Extracted records
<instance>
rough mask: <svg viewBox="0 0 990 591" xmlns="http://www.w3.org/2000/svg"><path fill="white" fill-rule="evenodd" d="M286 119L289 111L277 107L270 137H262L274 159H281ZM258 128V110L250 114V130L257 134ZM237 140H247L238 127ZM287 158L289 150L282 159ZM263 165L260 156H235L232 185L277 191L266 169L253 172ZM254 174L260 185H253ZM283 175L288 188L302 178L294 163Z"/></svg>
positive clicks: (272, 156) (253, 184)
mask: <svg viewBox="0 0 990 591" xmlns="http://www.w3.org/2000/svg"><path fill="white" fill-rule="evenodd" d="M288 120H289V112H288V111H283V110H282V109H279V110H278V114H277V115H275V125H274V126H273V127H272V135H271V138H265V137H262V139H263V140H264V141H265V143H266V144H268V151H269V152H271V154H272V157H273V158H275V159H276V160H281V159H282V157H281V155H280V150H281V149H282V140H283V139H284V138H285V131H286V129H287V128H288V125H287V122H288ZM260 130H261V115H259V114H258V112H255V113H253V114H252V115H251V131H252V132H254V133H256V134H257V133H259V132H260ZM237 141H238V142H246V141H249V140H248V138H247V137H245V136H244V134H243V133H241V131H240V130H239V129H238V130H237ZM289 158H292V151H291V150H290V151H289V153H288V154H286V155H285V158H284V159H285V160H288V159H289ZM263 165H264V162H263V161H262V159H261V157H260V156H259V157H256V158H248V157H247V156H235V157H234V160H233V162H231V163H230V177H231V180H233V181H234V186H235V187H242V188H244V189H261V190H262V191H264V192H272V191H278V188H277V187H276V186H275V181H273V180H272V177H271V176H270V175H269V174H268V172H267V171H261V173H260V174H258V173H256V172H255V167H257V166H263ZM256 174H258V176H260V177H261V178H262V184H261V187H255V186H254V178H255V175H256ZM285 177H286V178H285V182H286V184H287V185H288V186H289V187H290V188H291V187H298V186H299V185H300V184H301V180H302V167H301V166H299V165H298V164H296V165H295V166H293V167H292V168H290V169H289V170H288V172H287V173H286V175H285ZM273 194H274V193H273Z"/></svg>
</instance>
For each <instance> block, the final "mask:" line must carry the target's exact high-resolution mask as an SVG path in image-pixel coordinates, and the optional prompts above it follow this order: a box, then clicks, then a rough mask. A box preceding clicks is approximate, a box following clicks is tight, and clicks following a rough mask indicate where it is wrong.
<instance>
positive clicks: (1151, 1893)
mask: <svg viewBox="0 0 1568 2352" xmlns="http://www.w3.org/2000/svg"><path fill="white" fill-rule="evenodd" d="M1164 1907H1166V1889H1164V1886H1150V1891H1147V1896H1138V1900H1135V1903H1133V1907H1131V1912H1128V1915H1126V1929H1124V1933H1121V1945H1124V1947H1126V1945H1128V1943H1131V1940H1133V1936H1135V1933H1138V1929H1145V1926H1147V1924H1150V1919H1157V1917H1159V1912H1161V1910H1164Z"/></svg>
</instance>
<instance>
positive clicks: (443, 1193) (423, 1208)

# To do
Restate exactly the lines running from the line with "For each <instance>" to the end of the entries above, both ends included.

# Task response
For each <instance> block, the final "mask:" line must carry the target's exact high-resolution mask as an SVG path in image-pixel coordinates, and the optional prompts above it follow this order: a box, then clicks, then a rough mask. A box preceding clicks is approximate, a box following clicks is tight, and clicks following a rough mask indicate where it is wrong.
<instance>
positive clicks: (1151, 1893)
mask: <svg viewBox="0 0 1568 2352" xmlns="http://www.w3.org/2000/svg"><path fill="white" fill-rule="evenodd" d="M1164 1907H1166V1889H1164V1886H1150V1891H1147V1896H1138V1900H1135V1903H1133V1907H1131V1912H1128V1915H1126V1929H1124V1933H1121V1945H1124V1947H1126V1945H1128V1943H1131V1940H1133V1936H1135V1933H1138V1929H1145V1926H1147V1924H1150V1919H1157V1917H1159V1912H1161V1910H1164Z"/></svg>
</instance>
<instance>
positive clicks: (443, 1193) (423, 1208)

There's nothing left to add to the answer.